# RECORDS PROVIDED start

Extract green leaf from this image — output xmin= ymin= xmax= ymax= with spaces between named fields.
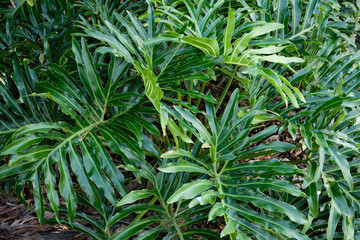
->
xmin=109 ymin=217 xmax=158 ymax=240
xmin=167 ymin=179 xmax=214 ymax=204
xmin=116 ymin=189 xmax=154 ymax=207
xmin=181 ymin=36 xmax=219 ymax=57
xmin=328 ymin=145 xmax=354 ymax=190
xmin=220 ymin=220 xmax=237 ymax=237
xmin=226 ymin=189 xmax=307 ymax=225
xmin=234 ymin=179 xmax=306 ymax=197
xmin=223 ymin=8 xmax=235 ymax=57
xmin=230 ymin=23 xmax=284 ymax=57
xmin=158 ymin=159 xmax=211 ymax=175
xmin=208 ymin=202 xmax=226 ymax=221
xmin=189 ymin=190 xmax=220 ymax=208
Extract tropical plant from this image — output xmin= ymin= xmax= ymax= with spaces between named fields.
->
xmin=0 ymin=0 xmax=360 ymax=239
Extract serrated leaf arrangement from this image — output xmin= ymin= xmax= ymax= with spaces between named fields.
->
xmin=0 ymin=0 xmax=360 ymax=240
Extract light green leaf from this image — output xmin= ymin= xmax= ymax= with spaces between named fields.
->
xmin=181 ymin=36 xmax=219 ymax=57
xmin=116 ymin=189 xmax=154 ymax=207
xmin=158 ymin=159 xmax=211 ymax=175
xmin=167 ymin=179 xmax=214 ymax=204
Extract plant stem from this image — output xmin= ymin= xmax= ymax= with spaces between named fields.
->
xmin=195 ymin=82 xmax=206 ymax=108
xmin=215 ymin=77 xmax=234 ymax=113
xmin=131 ymin=196 xmax=158 ymax=223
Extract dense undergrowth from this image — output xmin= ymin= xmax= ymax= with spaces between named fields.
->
xmin=0 ymin=0 xmax=360 ymax=239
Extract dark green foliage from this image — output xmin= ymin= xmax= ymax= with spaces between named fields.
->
xmin=0 ymin=0 xmax=360 ymax=240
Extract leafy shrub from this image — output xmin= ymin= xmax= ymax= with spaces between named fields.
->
xmin=0 ymin=0 xmax=360 ymax=239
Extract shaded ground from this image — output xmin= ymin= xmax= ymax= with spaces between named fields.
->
xmin=0 ymin=192 xmax=90 ymax=240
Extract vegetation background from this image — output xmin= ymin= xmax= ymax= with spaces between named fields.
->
xmin=0 ymin=0 xmax=360 ymax=240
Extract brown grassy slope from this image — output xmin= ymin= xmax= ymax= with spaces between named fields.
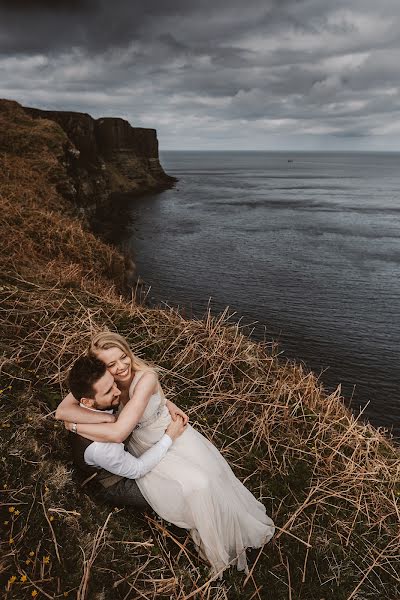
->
xmin=0 ymin=99 xmax=400 ymax=600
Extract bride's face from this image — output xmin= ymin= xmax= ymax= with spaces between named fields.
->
xmin=97 ymin=347 xmax=132 ymax=383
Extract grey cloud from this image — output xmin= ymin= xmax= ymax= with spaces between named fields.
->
xmin=0 ymin=0 xmax=400 ymax=147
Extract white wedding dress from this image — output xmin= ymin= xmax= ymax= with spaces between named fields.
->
xmin=128 ymin=372 xmax=275 ymax=575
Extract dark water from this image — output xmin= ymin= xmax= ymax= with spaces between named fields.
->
xmin=117 ymin=152 xmax=400 ymax=435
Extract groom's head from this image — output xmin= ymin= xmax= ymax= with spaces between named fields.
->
xmin=68 ymin=356 xmax=121 ymax=410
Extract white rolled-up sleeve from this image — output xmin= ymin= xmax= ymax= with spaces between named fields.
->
xmin=84 ymin=433 xmax=172 ymax=479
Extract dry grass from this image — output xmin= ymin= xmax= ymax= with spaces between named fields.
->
xmin=0 ymin=98 xmax=400 ymax=600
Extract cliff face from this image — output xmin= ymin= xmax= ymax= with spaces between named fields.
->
xmin=24 ymin=107 xmax=175 ymax=217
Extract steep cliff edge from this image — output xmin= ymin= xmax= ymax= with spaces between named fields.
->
xmin=24 ymin=107 xmax=176 ymax=216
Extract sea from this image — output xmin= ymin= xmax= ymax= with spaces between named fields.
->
xmin=113 ymin=151 xmax=400 ymax=438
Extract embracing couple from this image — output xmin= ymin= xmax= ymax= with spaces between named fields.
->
xmin=56 ymin=331 xmax=274 ymax=575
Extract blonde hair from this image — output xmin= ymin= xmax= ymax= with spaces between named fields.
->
xmin=88 ymin=331 xmax=155 ymax=372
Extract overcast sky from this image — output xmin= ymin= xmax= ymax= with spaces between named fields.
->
xmin=0 ymin=0 xmax=400 ymax=150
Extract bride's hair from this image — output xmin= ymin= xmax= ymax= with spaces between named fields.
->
xmin=88 ymin=331 xmax=154 ymax=371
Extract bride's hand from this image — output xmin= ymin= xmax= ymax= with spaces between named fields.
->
xmin=166 ymin=400 xmax=189 ymax=425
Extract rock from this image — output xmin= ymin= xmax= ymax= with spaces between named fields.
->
xmin=24 ymin=107 xmax=176 ymax=218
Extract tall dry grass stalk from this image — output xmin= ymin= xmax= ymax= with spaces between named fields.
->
xmin=0 ymin=101 xmax=400 ymax=600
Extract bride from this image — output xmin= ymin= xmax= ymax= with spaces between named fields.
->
xmin=56 ymin=331 xmax=274 ymax=575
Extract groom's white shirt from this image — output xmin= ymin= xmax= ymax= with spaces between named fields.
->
xmin=81 ymin=404 xmax=172 ymax=479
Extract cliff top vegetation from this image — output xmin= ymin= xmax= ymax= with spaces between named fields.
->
xmin=0 ymin=101 xmax=400 ymax=600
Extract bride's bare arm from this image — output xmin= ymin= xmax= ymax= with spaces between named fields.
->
xmin=55 ymin=392 xmax=115 ymax=423
xmin=65 ymin=372 xmax=158 ymax=442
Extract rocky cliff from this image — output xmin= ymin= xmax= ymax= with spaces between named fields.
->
xmin=24 ymin=107 xmax=175 ymax=217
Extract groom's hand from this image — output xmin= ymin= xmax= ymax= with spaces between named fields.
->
xmin=166 ymin=400 xmax=189 ymax=425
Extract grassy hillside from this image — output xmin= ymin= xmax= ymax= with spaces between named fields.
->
xmin=0 ymin=103 xmax=400 ymax=600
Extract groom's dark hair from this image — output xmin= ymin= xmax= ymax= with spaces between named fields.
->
xmin=67 ymin=356 xmax=106 ymax=400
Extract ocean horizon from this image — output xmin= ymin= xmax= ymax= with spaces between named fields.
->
xmin=114 ymin=150 xmax=400 ymax=435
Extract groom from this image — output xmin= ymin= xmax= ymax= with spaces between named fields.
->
xmin=65 ymin=356 xmax=185 ymax=510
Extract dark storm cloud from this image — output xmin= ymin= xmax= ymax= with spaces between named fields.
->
xmin=0 ymin=0 xmax=400 ymax=147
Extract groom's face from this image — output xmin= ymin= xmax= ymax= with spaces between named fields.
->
xmin=88 ymin=371 xmax=121 ymax=410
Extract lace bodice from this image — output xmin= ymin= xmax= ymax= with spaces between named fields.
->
xmin=129 ymin=371 xmax=165 ymax=429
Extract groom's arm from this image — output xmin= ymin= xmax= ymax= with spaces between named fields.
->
xmin=84 ymin=433 xmax=172 ymax=479
xmin=84 ymin=417 xmax=185 ymax=479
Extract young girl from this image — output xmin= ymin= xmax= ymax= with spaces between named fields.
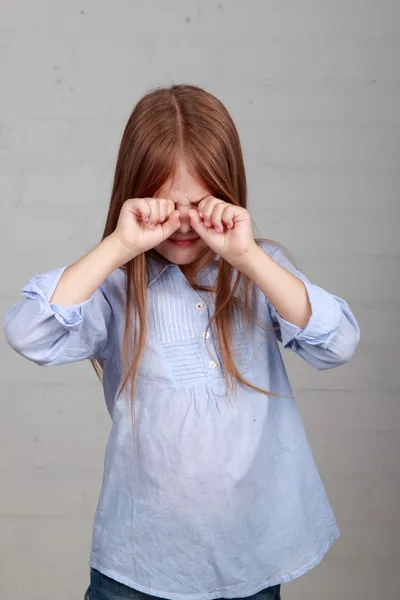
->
xmin=4 ymin=85 xmax=359 ymax=600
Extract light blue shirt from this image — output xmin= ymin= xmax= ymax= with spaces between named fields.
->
xmin=4 ymin=242 xmax=359 ymax=600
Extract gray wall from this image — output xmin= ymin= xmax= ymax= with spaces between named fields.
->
xmin=0 ymin=0 xmax=400 ymax=600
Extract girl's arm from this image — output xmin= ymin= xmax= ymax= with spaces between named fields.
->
xmin=240 ymin=241 xmax=360 ymax=369
xmin=4 ymin=236 xmax=123 ymax=365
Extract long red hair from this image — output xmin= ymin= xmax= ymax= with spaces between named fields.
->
xmin=92 ymin=85 xmax=274 ymax=412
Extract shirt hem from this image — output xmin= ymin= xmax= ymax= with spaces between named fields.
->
xmin=89 ymin=531 xmax=340 ymax=600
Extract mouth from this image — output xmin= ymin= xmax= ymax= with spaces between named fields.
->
xmin=168 ymin=237 xmax=199 ymax=248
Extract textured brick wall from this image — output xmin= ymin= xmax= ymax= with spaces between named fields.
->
xmin=0 ymin=0 xmax=400 ymax=600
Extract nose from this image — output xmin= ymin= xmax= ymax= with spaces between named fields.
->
xmin=176 ymin=198 xmax=193 ymax=233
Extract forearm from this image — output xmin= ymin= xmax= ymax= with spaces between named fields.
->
xmin=50 ymin=235 xmax=129 ymax=306
xmin=235 ymin=244 xmax=311 ymax=329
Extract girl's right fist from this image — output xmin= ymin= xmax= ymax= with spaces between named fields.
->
xmin=111 ymin=198 xmax=180 ymax=263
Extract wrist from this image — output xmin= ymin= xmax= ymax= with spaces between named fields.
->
xmin=231 ymin=242 xmax=264 ymax=278
xmin=100 ymin=233 xmax=137 ymax=269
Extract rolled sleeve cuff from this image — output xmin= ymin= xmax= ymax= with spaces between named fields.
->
xmin=277 ymin=279 xmax=342 ymax=347
xmin=21 ymin=265 xmax=90 ymax=331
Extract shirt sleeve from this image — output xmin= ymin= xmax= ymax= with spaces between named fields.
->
xmin=4 ymin=266 xmax=112 ymax=366
xmin=267 ymin=248 xmax=360 ymax=370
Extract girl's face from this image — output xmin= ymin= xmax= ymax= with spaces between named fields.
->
xmin=154 ymin=165 xmax=210 ymax=265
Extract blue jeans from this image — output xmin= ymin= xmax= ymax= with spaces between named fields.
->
xmin=85 ymin=569 xmax=281 ymax=600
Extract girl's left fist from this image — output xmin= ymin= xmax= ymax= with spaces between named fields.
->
xmin=189 ymin=196 xmax=256 ymax=266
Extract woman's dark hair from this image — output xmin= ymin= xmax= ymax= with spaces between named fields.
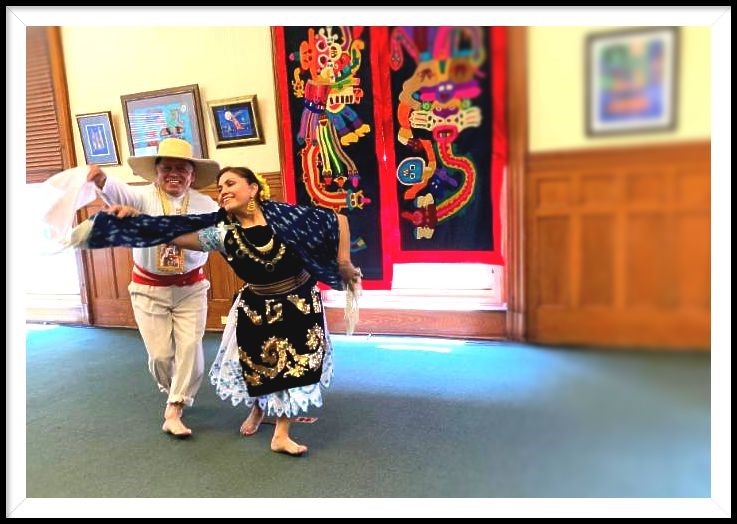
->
xmin=217 ymin=167 xmax=263 ymax=202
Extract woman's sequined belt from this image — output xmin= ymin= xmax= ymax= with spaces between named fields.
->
xmin=245 ymin=269 xmax=312 ymax=295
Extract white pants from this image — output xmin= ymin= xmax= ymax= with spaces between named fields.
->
xmin=128 ymin=280 xmax=210 ymax=406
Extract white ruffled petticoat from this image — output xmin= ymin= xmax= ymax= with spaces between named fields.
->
xmin=209 ymin=300 xmax=333 ymax=417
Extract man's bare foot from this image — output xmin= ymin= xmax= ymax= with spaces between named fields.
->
xmin=161 ymin=402 xmax=192 ymax=438
xmin=161 ymin=417 xmax=192 ymax=438
xmin=271 ymin=437 xmax=307 ymax=457
xmin=241 ymin=404 xmax=264 ymax=437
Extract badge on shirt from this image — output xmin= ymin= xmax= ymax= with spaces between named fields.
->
xmin=156 ymin=244 xmax=184 ymax=273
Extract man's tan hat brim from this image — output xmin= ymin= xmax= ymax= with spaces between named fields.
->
xmin=128 ymin=138 xmax=220 ymax=189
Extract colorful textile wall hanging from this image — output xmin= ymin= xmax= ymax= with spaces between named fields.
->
xmin=274 ymin=26 xmax=507 ymax=289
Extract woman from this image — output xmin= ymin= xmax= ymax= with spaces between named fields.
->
xmin=77 ymin=167 xmax=361 ymax=456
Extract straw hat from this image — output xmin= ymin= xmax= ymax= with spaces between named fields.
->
xmin=128 ymin=138 xmax=220 ymax=189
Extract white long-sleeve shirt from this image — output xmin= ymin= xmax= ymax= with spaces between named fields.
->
xmin=100 ymin=176 xmax=218 ymax=275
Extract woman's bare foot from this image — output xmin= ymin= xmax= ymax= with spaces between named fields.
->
xmin=161 ymin=418 xmax=192 ymax=438
xmin=161 ymin=403 xmax=192 ymax=438
xmin=241 ymin=404 xmax=264 ymax=437
xmin=271 ymin=437 xmax=307 ymax=457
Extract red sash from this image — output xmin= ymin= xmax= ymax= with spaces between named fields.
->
xmin=131 ymin=264 xmax=205 ymax=286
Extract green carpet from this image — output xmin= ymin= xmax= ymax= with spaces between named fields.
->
xmin=26 ymin=326 xmax=710 ymax=498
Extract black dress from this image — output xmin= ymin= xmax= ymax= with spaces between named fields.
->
xmin=218 ymin=224 xmax=329 ymax=397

# RECORDS PROVIDED end

→ **PROBLEM TO WORK ON**
Copy out the items above word for word, starting with the line that contains "Extract badge on" and continuing through the last line of the items.

→ **SOLUTION TO THE PROBLEM**
Extract badge on shirt from this image — output xmin= ymin= xmax= ymax= with spaces between named fields.
->
xmin=156 ymin=244 xmax=184 ymax=273
Extract man's tan hat brim from this image — output xmin= ymin= xmax= ymax= with spaces between named fields.
->
xmin=128 ymin=138 xmax=220 ymax=189
Extract colorful textile wall hanging from this image — output xmin= ymin= xmax= ymax= with spaces between named fields.
->
xmin=274 ymin=26 xmax=507 ymax=289
Extract woman from this image — output xmin= ymin= xmax= ymax= with spaces between named fields.
->
xmin=77 ymin=167 xmax=361 ymax=456
Extract straw hat from this image — output xmin= ymin= xmax= ymax= with spaces between named fields.
->
xmin=128 ymin=138 xmax=220 ymax=189
Extract white long-sleeve shirt from this image — output xmin= ymin= xmax= ymax= with spaces between named fields.
->
xmin=100 ymin=176 xmax=218 ymax=275
Extract woman's bare foot from this image — output xmin= ymin= xmax= ymax= with spaces between named fields.
->
xmin=161 ymin=418 xmax=192 ymax=438
xmin=161 ymin=403 xmax=192 ymax=438
xmin=241 ymin=404 xmax=264 ymax=437
xmin=271 ymin=437 xmax=307 ymax=457
Extract red sash from this image — output xmin= ymin= xmax= ymax= with spaces between named fields.
->
xmin=131 ymin=264 xmax=205 ymax=286
Extract green carpet from this image — output xmin= ymin= xmax= ymax= with spaces between named fields.
->
xmin=26 ymin=326 xmax=710 ymax=498
Extract black dress from this image — output xmin= ymin= xmax= ymax= with spaces between named fields.
->
xmin=218 ymin=224 xmax=329 ymax=397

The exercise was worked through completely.